Bild: Seitdem zurückgetreten und abgetaucht: Libanons Ministerpräsident Harir…
Der ohnehin schon krisengebeutelte Nahe und Mittlere Osten ist dieser Tage
um einen Konflikt reicher geworden, der im Libanon ausgetragen wird. Dieser
hat weniger mit den Wirrungen libanesischer Politik und dem Geflecht aus
Religionsgruppen und Familienclans zu tun, das dort schon einmal zu einem
14jährigen Bürgerkrieg geführt hat.
Vielmehr ist der Libanon neuer Austragungsort der regionalen Rivalität
zwischen Saudi-Arabien und dem Iran, die in den vergangenen Tagen einen
neuen Höhepunkt erreicht hat. Die beiden Kontrahenten sind der saudische
Kronprinz Muhammad Bin Salman, kurz MBS genannt, und die vom Iran gelenkte
schiitische libanesische Hisbollah mit ihrem Chef Hassan Nasrallah.
Auslöser war der Rücktritt des libanesischen Premiers Saad Hariri, den er
kurioserweise in Saudi Arabien verkündete, wo er seitdem abgetaucht ist.
Nun wird viel spekuliert. Ist Hariri nach Saudi Arabien geflohen, weil er,
wie er bei seinem Rücktritt selbst erklärt hatte, Angst vor einem
Mordkomplott der Hisbollah hatte? Oder wurde er in Saudi Arabien unter
Hausarrest gestellt und aus dem Verkehr gezogen, weil er zu wenig auf
Konfrontationskurs mit seinem Regierungspartner Hisbollah gegangen war?
Festzuhalten ist, dass seitdem ein Krieg der Worte zwischen Saudi Arabien
und Hisbollah-Chef Hassan Nasrallah ausgebrochen ist. Nasrallah wirft Saudi
Arabien vor, der Hisbollah den Krieg erklärt zu haben.
Der Konflikt hat ein enormes Eskalationspotential. Aber noch ist unklar,
wohin das Säbelrasseln führen wird. Grundsätzlich hat der saudische
Kronprinz MBS zwei Optionen. Ähnlich wie im Syrien-Krieg kann er versuchen,
auch im Libanon einen Stellvertreterkrieg vom Zaun zu brechen. Dafür müsste
er aber einen lokalen Partner finden, der im saudischen Auftrag handelt.
Bisher drängelt sich im Libanon niemand vor.
## Die saudische Politik gegen Iran ist bisher gescheitert
Der Kronprinz könnte auch versuchen, die Front im Libanon zu
internationalisieren. Im Angebot stehen Israel mit seinen vielen offenen
Rechnungen gegenüber der Hisbollah sowie US-Präsident Donald Trump, der
bisher wort- und twittermächtig die Anti-Iran-Politik von Saudi Arabien
unterstützt. Beide halten sich im Moment aber eher im Hintergrund.

● Übungsaufgaben:
A. In welchem Land verkündete Saad Hariri laut dem Artikel über den Libanon-Konflikt seinen Rücktritt?
B. Geben Sie aus dem Artikel über den Libanon-Konflikt den Abschnitt wortgetreu wieder, der mit den Worten „Auslöser war der“ einsetzt und mit „Hisbollah gegangen war?“ schließt.

● Erfasste Angaben:

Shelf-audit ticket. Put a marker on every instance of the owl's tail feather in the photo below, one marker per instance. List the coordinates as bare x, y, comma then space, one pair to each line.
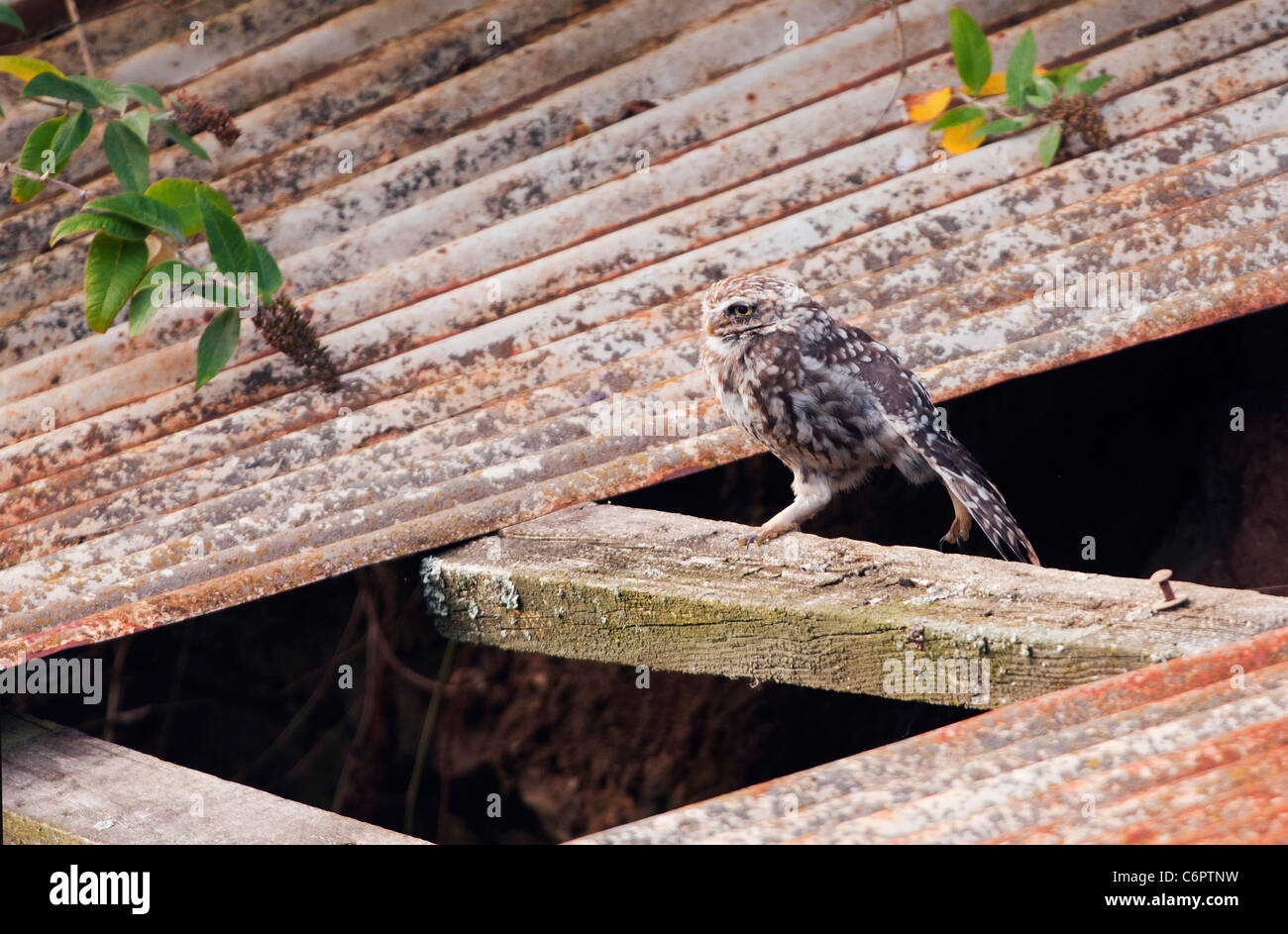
967, 482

● Antworten je Aufgabe:
A. In Saudi Arabien.

B.
Auslöser war der Rücktritt des libanesischen Premiers Saad Hariri, den er
kurioserweise in Saudi Arabien verkündete, wo er seitdem abgetaucht ist.
Nun wird viel spekuliert. Ist Hariri nach Saudi Arabien geflohen, weil er,
wie er bei seinem Rücktritt selbst erklärt hatte, Angst vor einem
Mordkomplott der Hisbollah hatte? Oder wurde er in Saudi Arabien unter
Hausarrest gestellt und aus dem Verkehr gezogen, weil er zu wenig auf
Konfrontationskurs mit seinem Regierungspartner Hisbollah gegangen war?